* **Problems to work on**:
A. From the tutorial on summarizing Amazon reviews with TensorFlow, list every section that the project is said to be divided into.
B. Answer these questions using the tutorial on summarizing Amazon reviews with TensorFlow:
(i) About how many reviews does the dataset contain?
(ii) Which TensorFlow version were the updates made to work with?
(iii) What value is given to max_summary_length?
C. Pick up the tutorial on summarizing Amazon reviews with TensorFlow from its final line and carry it forward.

* **Text block**:
How to Summarize Amazon Reviews with Tensorflow



The objective of this project is to build a model that can create relevant summaries for reviews written about fine foods sold on Amazon. This dataset contains above 500,000 reviews and is hosted on Kaggle.

Here are two examples to show what the data looks like

Review # 1
Good Quality Dog Food
I have bought several of the Vitality canned dog food products and have found them all to be of good quality. The product looks more like a stew than a processed meat and it smells better. My Labrador is finicky and she appreciates this product better than  most.

Review # 2
Not as Advertised
Product arrived labeled as Jumbo Salted Peanuts...the peanuts were actually small sized unsalted. Not sure if this was an error or if the vendor intended to represent the product as "Jumbo".

To build our model we will use a two-layered bidirectional RNN with LSTMs on the input data and two layers, each with an LSTM using Bahdanau attention on the target data.

The sections of this project are:
1.Inspecting the Data
2.Preparing the Data
3.Building the Model
4.Training the Model
5.Making Our Own Summaries

Inspired by the post Text Summarization with Amazon Reviews, with a few improvements and updates to work with latest TensorFlow Version 1.3, those improvements get better accuracy.

Summary of improvements

1. Tokenize the sentence better

Orginal code tokenizes the words by text.split(), it is not foolproof,

e.g. words followed by punctuations "Are you kidding?I think you are." would be incorrectly tokenized as 

['Are', 'you', 'kidding?I', 'think', 'you', 'are.']

We use this line instead

text = re.findall(r"[\w']+", text)

which will correctly generate words list

['Are', 'you', 'kidding', 'I', 'think', 'you', 'are']

2. Increased data preparation filter and sort speed

The original author uses two for loops to sort and filter the data, here we are using the Python build in sort and filter function to do the same thing but much faster.

Filter for length limit and number of <UNK>s

Sort the summaries and texts by the length of the element in texts from shortest to longest

max_text_length = 83 # This will cover up to 89.5% lengthes
max_summary_length = 13 # This will cover up to 99% lengthes
min_length = 2
unk_text_limit = 1 # text can contain up to 1 UNK word
unk_summary_limit = 0 # Summary should not contain any UNK word

def filter_condition(item):
    int_summary = item[0]
    int_text = item[1]
    if(len(int_summary) >= min_length and 
       len(int_summary) <= max_summary_length and 
       len(int_text) >= min_length and 
       len(int_text) <= max_text_length and 
       unk_counter(int_summary) <= unk_summary_limit and 
       unk_counter(int_text) <= unk_text_limit):
        return True
        return False

int_text_summaries = list(zip(int_summaries , int_texts))

* **Information given**:
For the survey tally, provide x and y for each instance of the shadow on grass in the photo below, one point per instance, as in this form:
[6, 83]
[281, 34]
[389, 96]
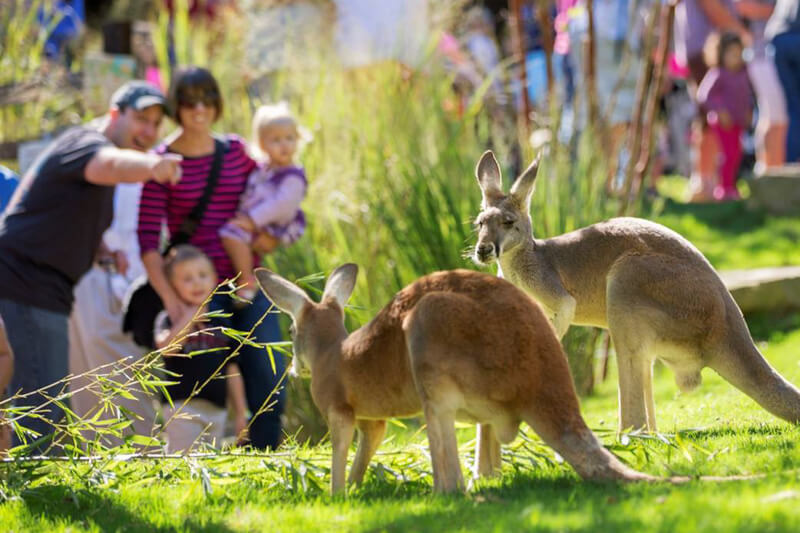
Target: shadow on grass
[730, 217]
[765, 325]
[529, 504]
[82, 509]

* **Answers for the tasks**:
A.
1. Inspecting the Data
2. Preparing the Data
3. Building the Model
4. Training the Model
5. Making Our Own Summaries

B.
(i) Above 500,000 reviews.
(ii) TensorFlow Version 1.3.
(iii) 13.

C.
int_text_summaries_filtered = list(filter(filter_condition, int_text_summaries))
sorted_int_text_summaries = sorted(int_text_summaries_filtered, key=lambda item: len(item[1]))
sorted_int_text_summaries = list(zip(*sorted_int_text_summaries))
sorted_summaries = list(sorted_int_text_summaries[0])
sorted_texts = list(sorted_int_text_summaries[1])
# Delete those temporary varaibles
del int_text_summaries, sorted_int_text_summaries, int_text_summaries_filtered
# Compare lengths to ensure they match

3. Connects RNN layers in encoder

The original code is missing this line below, that is how we connect layers by feeding the current layer's output to next layer's input. So the orginal code only behaves like a single bidirectional RNN layer in the encoder.

rnn_inputs = enc_output
def encoding_layer(rnn_size, sequence_length, num_layers, rnn_inputs, keep_prob):
    for layer in range(num_layers):
        with tf.variable_scope('encoder_{}'.format(layer)):
            cell_fw = tf.contrib.rnn.LSTMCell(rnn_size,
                                              initializer=tf.random_uniform_initializer(-0.1, 0.1, seed=2))
            cell_fw = tf.contrib.rnn.DropoutWrapper(cell_fw, 
                                                    input_keep_prob = keep_prob)

            cell_bw = tf.contrib.rnn.LSTMCell(rnn_size,
                                              initializer=tf.random_uniform_initializer(-0.1, 0.1, seed=2))
            cell_bw = tf.contrib.rnn.DropoutWrapper(cell_bw, 
                                                    input_keep_prob = keep_prob)

            enc_output, enc_state = tf.nn.bidirectional_dynamic_rnn(cell_fw, 
            enc_output = tf.concat(enc_output,2)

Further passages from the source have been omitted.